• [GEZEIGTER AUSZUG]:
══════════════════════════════

Des war auch längst a mal fällig .  
Well done


----------



## SahnebrotRider (16. März 2006)

Also wir haben hier 2 Skateparks ... in den einen dürfen Biker nicht rein und der andere ist recht klein ... sehr klein. Weiterhin ... hmm. Am Buchstein sind paar schöne Drops und SingleTracks. Nichts Aufregendes. Am Siegesturm haben wir mal richtig schöne Northshores hingebaut (feine Drops) - ist aber komplett geräumt worden - absolutes Radfahrverbot. Paar Kicker stehen da trotzdem noch rum. Dann wäre da noch die Innenstadt, wo man immer jemanden zum Fahren findet. Und auf dem Campus kann man auch die eine oder andere Runde drehen.


----------



## Allrounder88 (16. März 2006)

Hmmm.....naja,aber was isn mit den Trails ( Downhill )im Saas´er Wald und Studentenwald und wie kommt mer da hin , wenn man von Kulmbach kommt ?
Geile Page!!!!!!!


----------



## SahnebrotRider (18. März 2006)

Da bin ich leider überfragt - ich fahre nur Street. Keine Ahnung von den Spots - war da noch nie.


----------

══════════════════════════════

• [ZU BEARBEITENDES MATERIAL]:
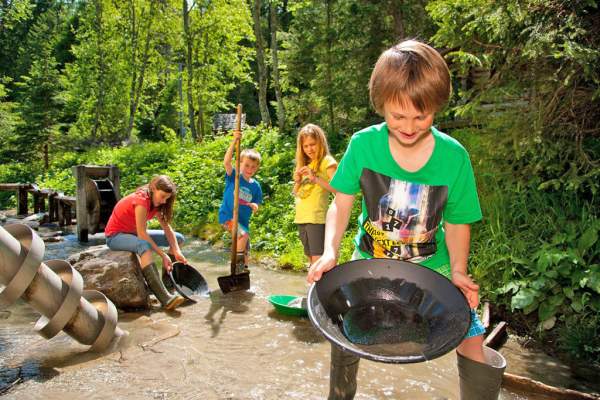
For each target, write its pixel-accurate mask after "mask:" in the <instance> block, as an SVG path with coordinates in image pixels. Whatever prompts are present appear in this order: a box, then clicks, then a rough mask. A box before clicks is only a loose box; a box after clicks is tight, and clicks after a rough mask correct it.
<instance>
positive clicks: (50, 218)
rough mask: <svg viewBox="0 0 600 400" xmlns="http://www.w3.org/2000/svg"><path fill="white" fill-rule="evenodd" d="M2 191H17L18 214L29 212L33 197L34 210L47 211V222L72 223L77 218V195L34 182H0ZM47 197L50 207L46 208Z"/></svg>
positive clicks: (46, 221)
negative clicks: (40, 185) (75, 197)
mask: <svg viewBox="0 0 600 400" xmlns="http://www.w3.org/2000/svg"><path fill="white" fill-rule="evenodd" d="M0 191H16V192H17V215H19V216H21V217H24V216H27V215H28V214H29V206H28V197H29V194H31V195H32V197H33V212H34V213H46V212H47V219H46V222H58V224H59V225H60V226H65V225H71V224H72V223H73V219H74V218H75V203H76V200H75V197H73V196H65V195H64V193H62V192H58V191H56V190H53V189H40V188H39V187H38V186H37V185H35V184H32V183H0ZM46 199H47V200H48V202H47V203H48V207H47V208H46Z"/></svg>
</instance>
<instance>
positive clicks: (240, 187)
mask: <svg viewBox="0 0 600 400" xmlns="http://www.w3.org/2000/svg"><path fill="white" fill-rule="evenodd" d="M251 202H252V191H251V190H250V188H247V187H245V186H240V204H242V205H248V204H249V203H251Z"/></svg>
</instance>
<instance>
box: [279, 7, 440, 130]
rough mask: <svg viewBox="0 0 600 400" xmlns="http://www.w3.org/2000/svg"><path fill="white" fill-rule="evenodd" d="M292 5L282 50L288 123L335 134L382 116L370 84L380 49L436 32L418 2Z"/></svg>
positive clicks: (363, 127)
mask: <svg viewBox="0 0 600 400" xmlns="http://www.w3.org/2000/svg"><path fill="white" fill-rule="evenodd" d="M290 7H291V11H292V15H293V19H292V21H291V26H290V29H289V32H288V34H286V35H284V36H283V43H282V52H281V59H282V60H283V62H284V64H285V66H286V67H285V69H284V70H283V71H282V79H283V82H282V86H283V88H284V91H287V92H289V93H288V95H287V96H286V98H285V107H286V110H287V114H288V119H289V121H290V123H289V124H288V125H290V126H297V125H304V124H306V123H308V122H312V123H317V124H319V125H321V126H322V127H323V128H324V129H325V130H326V131H327V132H328V133H329V134H330V135H332V136H334V137H337V136H338V135H346V136H347V135H350V134H351V133H352V132H355V131H357V130H359V129H362V128H364V127H365V126H366V125H369V124H370V123H371V122H373V121H374V120H377V119H378V118H377V117H375V116H374V114H373V112H372V111H371V107H370V105H369V97H368V89H367V88H368V82H369V78H370V75H371V70H372V68H373V65H374V64H375V62H376V60H377V58H378V57H379V55H380V53H381V52H382V51H383V50H384V49H386V48H388V47H390V46H392V45H393V44H395V43H396V42H397V41H398V40H399V38H401V37H427V36H429V34H430V33H433V32H432V30H431V28H432V26H431V25H430V24H429V18H428V16H427V15H426V13H425V10H424V8H423V4H422V3H421V2H416V1H405V2H397V1H392V0H386V1H379V2H365V1H357V0H341V1H340V0H338V1H302V2H296V3H295V4H294V5H293V6H290Z"/></svg>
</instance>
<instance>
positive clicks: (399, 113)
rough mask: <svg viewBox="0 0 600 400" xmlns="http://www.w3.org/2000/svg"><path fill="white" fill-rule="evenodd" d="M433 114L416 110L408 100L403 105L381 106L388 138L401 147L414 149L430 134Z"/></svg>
mask: <svg viewBox="0 0 600 400" xmlns="http://www.w3.org/2000/svg"><path fill="white" fill-rule="evenodd" d="M434 115H435V113H434V112H422V111H419V110H417V109H416V108H415V107H414V106H413V104H412V102H410V100H407V101H406V102H405V104H400V103H398V102H396V101H388V102H386V103H385V104H384V106H383V117H384V118H385V122H386V123H387V125H388V131H389V135H390V137H392V138H393V139H394V140H395V141H396V142H397V143H398V144H399V145H400V146H402V147H414V146H415V145H417V144H419V143H421V142H422V141H423V140H424V139H426V138H427V137H428V136H429V135H430V134H431V131H430V129H429V128H431V125H432V124H433V117H434Z"/></svg>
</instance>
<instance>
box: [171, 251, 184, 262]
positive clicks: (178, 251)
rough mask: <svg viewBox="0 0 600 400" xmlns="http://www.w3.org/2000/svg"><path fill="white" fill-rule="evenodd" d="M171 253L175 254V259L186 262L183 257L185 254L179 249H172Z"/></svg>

══════════════════════════════

• [DEINE AUFGABEN]:
a: Zitiere aus dem Forenauszug über Bike-Spots wörtlich den Abschnitt von „## SahnebrotRider (16.“ bis „Geile Page!!!!!!!“.
b: Gib aus der Auflistung unverändert den Abschnitt vom Beginn der Auflistung bis einschließlich der Zeile mit „positive clicks: (50, 218)“ wieder und lass die Bilder dabei weg.

• [ANTWORTEN ZUR ÜBUNG]:
a:
## SahnebrotRider (16. März 2006)

Also wir haben hier 2 Skateparks ... in den einen dürfen Biker nicht rein und der andere ist recht klein ... sehr klein. Weiterhin ... hmm. Am Buchstein sind paar schöne Drops und SingleTracks. Nichts Aufregendes. Am Siegesturm haben wir mal richtig schöne Northshores hingebaut (feine Drops) - ist aber komplett geräumt worden - absolutes Radfahrverbot. Paar Kicker stehen da trotzdem noch rum. Dann wäre da noch die Innenstadt, wo man immer jemanden zum Fahren findet. Und auf dem Campus kann man auch die eine oder andere Runde drehen.


----------



## Allrounder88 (16. März 2006)

Hmmm.....naja,aber was isn mit den Trails ( Downhill )im Saas´er Wald und Studentenwald und wie kommt mer da hin , wenn man von Kulmbach kommt ?
Geile Page!!!!!!!

b:
For each target, write its pixel-accurate mask after "mask:" in the <instance> block, as an SVG path with coordinates in image pixels. Whatever prompts are present appear in this order: a box, then clicks, then a rough mask. A box before clicks is only a loose box; a box after clicks is tight, and clicks after a rough mask correct it.
<instance>
positive clicks: (50, 218)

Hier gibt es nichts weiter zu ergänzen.